Work required »
Filter the records for lines holding the string "meadow".

[Collected data entries]
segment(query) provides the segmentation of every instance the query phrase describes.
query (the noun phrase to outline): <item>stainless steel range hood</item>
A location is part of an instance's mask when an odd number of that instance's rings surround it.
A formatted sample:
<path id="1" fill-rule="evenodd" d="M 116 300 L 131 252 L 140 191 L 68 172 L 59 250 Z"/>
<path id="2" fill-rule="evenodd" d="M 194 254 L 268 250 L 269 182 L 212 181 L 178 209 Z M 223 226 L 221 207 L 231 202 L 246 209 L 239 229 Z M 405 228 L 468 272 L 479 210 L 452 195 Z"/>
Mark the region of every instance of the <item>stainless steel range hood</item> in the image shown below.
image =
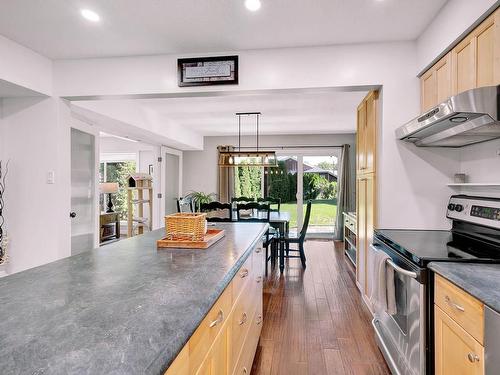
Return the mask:
<path id="1" fill-rule="evenodd" d="M 500 138 L 500 85 L 455 95 L 396 129 L 421 147 L 463 147 Z"/>

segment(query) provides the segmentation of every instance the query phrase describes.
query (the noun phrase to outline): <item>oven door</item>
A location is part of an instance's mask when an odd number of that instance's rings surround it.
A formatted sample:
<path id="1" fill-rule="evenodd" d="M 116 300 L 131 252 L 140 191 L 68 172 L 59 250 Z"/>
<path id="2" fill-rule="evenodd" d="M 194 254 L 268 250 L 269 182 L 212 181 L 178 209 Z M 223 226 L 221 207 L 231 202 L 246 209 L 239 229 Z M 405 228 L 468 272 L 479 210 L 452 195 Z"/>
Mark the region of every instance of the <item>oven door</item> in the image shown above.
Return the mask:
<path id="1" fill-rule="evenodd" d="M 384 251 L 394 268 L 396 313 L 376 312 L 373 319 L 377 343 L 395 375 L 425 374 L 426 285 L 419 281 L 422 270 L 384 244 L 371 245 Z"/>

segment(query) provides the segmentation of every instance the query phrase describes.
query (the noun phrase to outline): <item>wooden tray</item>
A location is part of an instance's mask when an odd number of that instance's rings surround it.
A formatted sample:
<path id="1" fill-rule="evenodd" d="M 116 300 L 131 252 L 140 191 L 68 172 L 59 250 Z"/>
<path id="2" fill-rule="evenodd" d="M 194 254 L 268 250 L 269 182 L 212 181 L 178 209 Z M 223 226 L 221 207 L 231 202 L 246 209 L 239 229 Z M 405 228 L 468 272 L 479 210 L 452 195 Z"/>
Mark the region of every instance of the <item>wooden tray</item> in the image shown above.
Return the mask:
<path id="1" fill-rule="evenodd" d="M 168 240 L 166 237 L 156 241 L 156 246 L 161 248 L 178 249 L 207 249 L 226 235 L 224 229 L 209 229 L 203 241 Z"/>

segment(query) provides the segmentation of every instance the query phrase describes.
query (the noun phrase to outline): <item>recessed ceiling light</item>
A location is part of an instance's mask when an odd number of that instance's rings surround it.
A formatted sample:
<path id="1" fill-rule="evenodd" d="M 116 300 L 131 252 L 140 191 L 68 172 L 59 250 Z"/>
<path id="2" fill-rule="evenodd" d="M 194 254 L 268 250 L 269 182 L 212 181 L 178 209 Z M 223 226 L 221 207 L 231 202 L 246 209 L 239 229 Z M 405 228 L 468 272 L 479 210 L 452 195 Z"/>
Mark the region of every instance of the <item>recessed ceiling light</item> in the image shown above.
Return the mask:
<path id="1" fill-rule="evenodd" d="M 80 11 L 81 15 L 83 18 L 85 18 L 87 21 L 91 21 L 91 22 L 99 22 L 101 20 L 101 17 L 99 17 L 99 15 L 94 12 L 93 10 L 90 10 L 90 9 L 82 9 Z"/>
<path id="2" fill-rule="evenodd" d="M 245 0 L 245 6 L 248 10 L 255 12 L 260 9 L 260 0 Z"/>

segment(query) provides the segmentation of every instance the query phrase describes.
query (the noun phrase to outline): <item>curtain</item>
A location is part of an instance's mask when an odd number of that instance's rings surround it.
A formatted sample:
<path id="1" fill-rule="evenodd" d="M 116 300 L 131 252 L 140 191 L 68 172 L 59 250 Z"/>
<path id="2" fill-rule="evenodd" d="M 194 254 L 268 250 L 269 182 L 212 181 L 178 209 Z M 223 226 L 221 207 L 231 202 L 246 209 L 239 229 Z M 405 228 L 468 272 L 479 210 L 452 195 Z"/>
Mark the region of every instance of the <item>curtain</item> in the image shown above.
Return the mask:
<path id="1" fill-rule="evenodd" d="M 217 199 L 223 203 L 230 203 L 234 195 L 234 168 L 219 166 L 219 152 L 233 150 L 233 146 L 217 146 L 217 167 L 219 170 Z"/>
<path id="2" fill-rule="evenodd" d="M 335 228 L 335 239 L 341 240 L 344 233 L 343 212 L 353 211 L 353 200 L 351 197 L 351 168 L 349 162 L 349 145 L 342 145 L 342 153 L 339 163 L 339 182 L 337 200 L 337 223 Z"/>

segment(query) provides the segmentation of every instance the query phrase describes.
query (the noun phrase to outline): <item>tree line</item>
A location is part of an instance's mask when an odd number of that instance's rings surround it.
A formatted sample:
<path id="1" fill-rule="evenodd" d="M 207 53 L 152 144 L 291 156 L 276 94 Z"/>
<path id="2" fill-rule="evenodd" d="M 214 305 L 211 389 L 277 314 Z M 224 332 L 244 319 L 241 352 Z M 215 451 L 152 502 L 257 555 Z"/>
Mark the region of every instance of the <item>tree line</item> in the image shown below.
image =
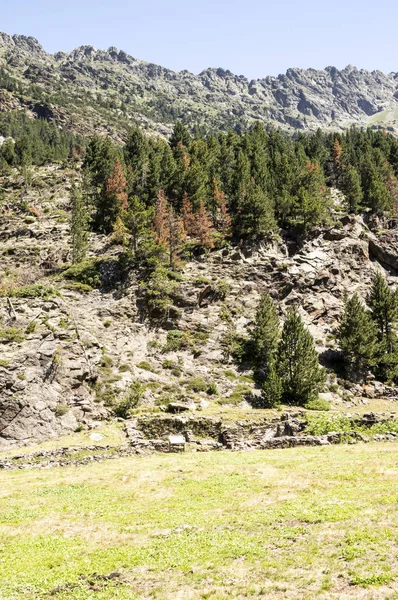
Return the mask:
<path id="1" fill-rule="evenodd" d="M 256 124 L 241 134 L 201 137 L 177 123 L 166 142 L 137 128 L 122 148 L 93 138 L 84 172 L 98 231 L 111 233 L 118 216 L 128 227 L 137 210 L 166 206 L 183 221 L 188 211 L 203 222 L 203 235 L 189 231 L 189 218 L 184 227 L 205 247 L 226 237 L 267 239 L 280 228 L 306 235 L 330 221 L 332 187 L 344 193 L 350 212 L 398 208 L 398 141 L 370 129 L 290 138 Z M 116 175 L 112 192 L 109 181 Z"/>

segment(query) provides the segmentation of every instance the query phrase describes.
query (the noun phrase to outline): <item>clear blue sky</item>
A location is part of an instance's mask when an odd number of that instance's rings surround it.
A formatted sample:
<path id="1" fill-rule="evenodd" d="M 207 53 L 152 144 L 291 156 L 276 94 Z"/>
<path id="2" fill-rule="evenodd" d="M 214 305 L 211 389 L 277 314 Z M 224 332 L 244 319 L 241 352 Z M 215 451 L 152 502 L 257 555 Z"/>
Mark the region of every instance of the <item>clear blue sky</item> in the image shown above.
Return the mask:
<path id="1" fill-rule="evenodd" d="M 248 78 L 288 67 L 398 71 L 397 0 L 0 0 L 0 30 L 49 51 L 116 46 L 135 58 Z"/>

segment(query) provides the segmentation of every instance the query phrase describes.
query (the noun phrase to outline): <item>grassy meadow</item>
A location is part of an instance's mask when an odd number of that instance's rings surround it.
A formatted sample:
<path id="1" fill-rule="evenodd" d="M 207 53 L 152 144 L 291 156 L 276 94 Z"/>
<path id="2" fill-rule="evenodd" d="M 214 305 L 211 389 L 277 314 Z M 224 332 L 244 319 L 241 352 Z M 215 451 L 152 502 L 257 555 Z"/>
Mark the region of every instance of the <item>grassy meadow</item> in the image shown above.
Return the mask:
<path id="1" fill-rule="evenodd" d="M 397 445 L 0 473 L 1 600 L 398 599 Z"/>

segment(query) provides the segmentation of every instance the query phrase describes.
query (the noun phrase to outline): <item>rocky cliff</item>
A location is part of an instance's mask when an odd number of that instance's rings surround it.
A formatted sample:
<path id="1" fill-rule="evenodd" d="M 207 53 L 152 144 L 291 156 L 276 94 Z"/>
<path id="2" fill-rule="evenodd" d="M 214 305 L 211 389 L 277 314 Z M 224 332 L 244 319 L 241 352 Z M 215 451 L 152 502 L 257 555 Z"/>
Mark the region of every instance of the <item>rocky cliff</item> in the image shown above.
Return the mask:
<path id="1" fill-rule="evenodd" d="M 134 122 L 167 134 L 176 119 L 205 131 L 255 120 L 288 130 L 398 129 L 398 74 L 352 66 L 288 69 L 249 81 L 223 69 L 175 73 L 116 48 L 82 46 L 50 55 L 32 37 L 5 33 L 0 66 L 20 86 L 1 92 L 0 110 L 28 108 L 86 135 L 123 136 Z"/>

Your response »
query (the noun phrase to outline): <item>grassy meadow</item>
Mark the region of every instance of the <item>grassy meadow</item> in the image shown above.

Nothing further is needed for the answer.